Traduce al inglés esta oración del texto fuente: "El empresario, amante de la equitación, guardaba caballos en el regimiento de Olavarría, según Vinci."

### TEXTO FUENTE:
================================

La viuda de Aguilar, que no atiende a la prensa bajo el argumento de que está enferma, era prima de un militar fallecido. El empresario, amante de la equitación, guardaba caballos en el regimiento de Olavarría, según Vinci. En 2007, Aguilar fue candidato suplente a concejal por una alianza de peronistas antikirchneristas y el conservador Partido Propuesta Republicana (PRO), del ahora candidato presidencial Mauricio Macri. Pero Vinci insiste en que nunca fue un político relevante y se pregunta por los militares que trajeron al bebé de manos de su madre a las del empresario. “Alguien por Twitter ha dicho que tenían planeado traerlo para otra familia, que se arrepintió, y terminó en manos de los Hurban”, relata Vinci.

Dos vecinos de Cerro Sotuyo, el minero Tomás Aman y el agricultor Carlos Roberto Cabado, coinciden en su versión: que se sabía que los Hurban no podían tener hijos, que son “buena gente”, “paisanos” (campesinos) y que Aguilar les trajo al niño. Ninguno sospechaba que fuese hijo de desaparecidos. “El patrón lo trajo y le dijo: ‘críalo”, cuenta Cabado.

“La primera vez que vi al chico ya andaba en bicicleta”, recuerda Aman entre ráfagas que azotan la puerta de su casa de madera. Ninguno de los dos mantiene amistad con los Hurban, solo se saludan y les compran corderos.

================================

### FRAGMENTOS DE DATOS:

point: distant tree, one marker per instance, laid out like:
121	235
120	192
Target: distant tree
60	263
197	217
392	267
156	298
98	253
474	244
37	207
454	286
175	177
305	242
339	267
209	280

================================

### RESPUESTA:
The businessman, a lover of horseback riding, kept horses at the Olavarría regiment, according to Vinci.